Region labeling items
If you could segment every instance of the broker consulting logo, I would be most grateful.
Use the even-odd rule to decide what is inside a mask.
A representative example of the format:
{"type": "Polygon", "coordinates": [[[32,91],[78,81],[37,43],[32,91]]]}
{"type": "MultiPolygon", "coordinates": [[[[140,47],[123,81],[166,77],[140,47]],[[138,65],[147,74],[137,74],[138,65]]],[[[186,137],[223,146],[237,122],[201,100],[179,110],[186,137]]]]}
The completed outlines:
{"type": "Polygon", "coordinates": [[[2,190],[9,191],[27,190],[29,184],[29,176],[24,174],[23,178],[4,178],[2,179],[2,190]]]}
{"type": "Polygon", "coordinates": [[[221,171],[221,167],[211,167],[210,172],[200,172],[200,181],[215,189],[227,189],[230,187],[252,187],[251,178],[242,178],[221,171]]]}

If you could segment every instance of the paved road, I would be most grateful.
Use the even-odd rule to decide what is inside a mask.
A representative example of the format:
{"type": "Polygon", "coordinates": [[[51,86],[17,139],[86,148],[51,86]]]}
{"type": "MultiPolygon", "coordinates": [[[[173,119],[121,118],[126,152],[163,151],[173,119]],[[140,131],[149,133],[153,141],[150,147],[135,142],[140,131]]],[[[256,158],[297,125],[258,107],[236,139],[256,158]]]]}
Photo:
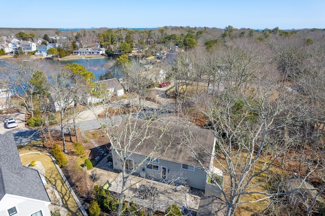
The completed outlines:
{"type": "Polygon", "coordinates": [[[15,138],[16,145],[24,146],[25,144],[33,140],[40,139],[39,131],[37,130],[26,129],[23,130],[10,132],[12,133],[15,138]]]}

Stated goal: Print out the lines exactly, skipping any picture.

Reply:
If you could segment every instance of the broker consulting logo, I would be most grateful.
Use the even-odd rule to decide what is inside a mask.
A representative example of the format:
{"type": "Polygon", "coordinates": [[[32,91],[78,81],[37,43],[32,91]]]}
{"type": "MultiPolygon", "coordinates": [[[[140,47],[123,81],[166,77],[140,47]],[[138,65],[147,74],[137,74],[138,65]]],[[[186,137],[223,146],[237,122],[201,100],[179,110],[186,137]]]]}
The completed outlines:
{"type": "Polygon", "coordinates": [[[2,190],[9,191],[27,190],[29,184],[29,176],[24,174],[23,178],[4,178],[2,179],[2,190]]]}
{"type": "Polygon", "coordinates": [[[221,171],[221,167],[211,167],[210,172],[200,172],[200,181],[215,189],[227,189],[230,187],[252,187],[251,178],[242,178],[221,171]]]}

If you could segment every instance of the paved road, I would be most grateful.
Use the even-odd rule to decide what is inside a mask.
A representative example of the format:
{"type": "Polygon", "coordinates": [[[51,86],[17,139],[86,148],[51,86]]]}
{"type": "MultiPolygon", "coordinates": [[[[173,119],[121,118],[126,152],[163,151],[173,119]],[[140,131],[149,133],[153,141],[150,147],[135,142],[140,131]]],[[[256,158],[297,125],[258,107],[236,139],[256,158]]]]}
Photo:
The completed outlines:
{"type": "Polygon", "coordinates": [[[15,138],[16,145],[24,146],[25,144],[33,140],[40,139],[39,131],[37,130],[26,129],[23,130],[10,132],[12,133],[15,138]]]}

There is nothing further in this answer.